→ **REQUEST**: Continue the blog post comparing people to lighthouses, starting right after its last paragraph.

→ **TEXT SHOWN**:

The Lighthouse
February 26, 2017, 4:42 pm
Filed under: Uncategorized

There are many different types of people, of souls, out there. Everyone treats their hearts and the hearts of others differently, but I am from the coast and I always liken things to waves and ships and storms.

But, there are also some people out there who are lighthouses. These people are content–that is the best word and far from a slight–they are content in being kept. A lighthouse usually only ever has one solitary keeper. When that keeper dies, another moves in and takes his place. There is always a keeper. There is no interim where the lighthouse is expected to do anything on their own. They wait and then they are kept. And this makes them content.

All they are expected do to, with the help of their keeper, is to shine their light out for others; to help others find their own ways, keep them safe, protect them from being dashed against rocks. These people, these structures, they stand on their cliffs or piers and shine their light out sometimes just searching for someone to save. What good is a lighthouse if it cannot shine light for someone else? Without that, they are just a silent, one room tower, showered in sea salt on a daily basis.

→ **GIVEN DATA**:
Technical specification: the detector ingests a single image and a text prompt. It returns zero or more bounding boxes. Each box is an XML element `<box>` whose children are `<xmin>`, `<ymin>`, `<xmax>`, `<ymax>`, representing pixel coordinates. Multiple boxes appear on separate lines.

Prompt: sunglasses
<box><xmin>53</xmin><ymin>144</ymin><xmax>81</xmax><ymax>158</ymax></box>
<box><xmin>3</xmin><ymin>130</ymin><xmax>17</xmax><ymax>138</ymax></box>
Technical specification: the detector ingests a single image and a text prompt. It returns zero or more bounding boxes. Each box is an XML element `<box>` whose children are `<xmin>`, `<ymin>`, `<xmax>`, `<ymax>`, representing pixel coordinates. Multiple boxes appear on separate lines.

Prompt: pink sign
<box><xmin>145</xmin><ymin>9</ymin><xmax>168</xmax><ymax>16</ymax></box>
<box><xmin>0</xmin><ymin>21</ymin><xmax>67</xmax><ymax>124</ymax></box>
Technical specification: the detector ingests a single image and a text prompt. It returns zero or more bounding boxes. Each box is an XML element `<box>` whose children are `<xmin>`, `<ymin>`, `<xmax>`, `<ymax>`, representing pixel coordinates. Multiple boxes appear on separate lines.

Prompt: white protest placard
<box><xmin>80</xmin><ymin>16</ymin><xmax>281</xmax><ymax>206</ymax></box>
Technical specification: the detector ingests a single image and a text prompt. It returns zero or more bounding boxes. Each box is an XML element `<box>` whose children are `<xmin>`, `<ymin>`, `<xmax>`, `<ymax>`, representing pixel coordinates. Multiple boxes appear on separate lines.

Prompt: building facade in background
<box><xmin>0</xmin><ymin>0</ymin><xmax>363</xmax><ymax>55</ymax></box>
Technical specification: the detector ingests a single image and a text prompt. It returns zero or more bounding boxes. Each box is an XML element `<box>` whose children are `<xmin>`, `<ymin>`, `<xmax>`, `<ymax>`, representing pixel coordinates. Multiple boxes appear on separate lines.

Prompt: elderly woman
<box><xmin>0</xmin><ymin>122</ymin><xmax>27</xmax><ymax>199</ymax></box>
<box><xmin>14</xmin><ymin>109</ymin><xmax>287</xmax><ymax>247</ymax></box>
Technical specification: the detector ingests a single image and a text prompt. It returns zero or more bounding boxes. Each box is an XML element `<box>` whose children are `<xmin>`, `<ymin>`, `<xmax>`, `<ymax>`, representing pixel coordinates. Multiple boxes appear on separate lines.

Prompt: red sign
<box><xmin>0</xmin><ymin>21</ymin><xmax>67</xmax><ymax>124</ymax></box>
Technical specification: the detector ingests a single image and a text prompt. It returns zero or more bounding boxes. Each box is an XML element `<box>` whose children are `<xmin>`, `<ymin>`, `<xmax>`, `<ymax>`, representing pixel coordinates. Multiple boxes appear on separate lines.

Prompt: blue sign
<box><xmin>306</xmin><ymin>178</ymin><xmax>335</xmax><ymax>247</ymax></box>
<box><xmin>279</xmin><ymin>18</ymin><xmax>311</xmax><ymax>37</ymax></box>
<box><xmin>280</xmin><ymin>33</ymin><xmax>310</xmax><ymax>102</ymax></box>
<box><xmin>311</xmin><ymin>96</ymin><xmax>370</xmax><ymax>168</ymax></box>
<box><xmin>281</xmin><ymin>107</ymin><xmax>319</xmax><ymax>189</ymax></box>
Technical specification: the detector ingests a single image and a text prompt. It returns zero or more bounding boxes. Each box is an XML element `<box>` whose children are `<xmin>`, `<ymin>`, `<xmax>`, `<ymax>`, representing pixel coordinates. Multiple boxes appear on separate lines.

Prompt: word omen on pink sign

→ **TASK RESPONSE**:
But as there are some people who are these proud and content beings, there are also those who are the ships. Ships cannot always tell where they are going and sometimes even with the help of a light, they still find themselves being dashed against Plymouth rock, their insides constantly being shattered.

But, they keep sojourning into their hearts, searching for new lands and still landing on the same damn rock each time.

At the end of the day, though, they always find themselves in America

and that is a feeling a lighthouse will never know–the thrill of crossing that choppy sea that they watch day after day with reservation and fear and instead barreling head first towards something they don’t know anything about.

Both sorts of people, both sorts of hearts and souls are well needed in this life.

We need responsible people who are willing to place their needs before others to keep them safe. We need people who will be a beacon to others around them; “Come here”, they will say. “Lay your problems at my staircase and follow my light.”

But, we need those brave and reckless souls that take to the sea with no compass, too. We need to know that there are people out there who live completely and happily on exhilaration and following the stars for navigation and then finally the land-ho’s.

A person may find  at some point in their life that they have been resigned to one or another–usually the lighthouses. I am a lighthouse. I have been a lighthouse.

But here is the secret, dear readers.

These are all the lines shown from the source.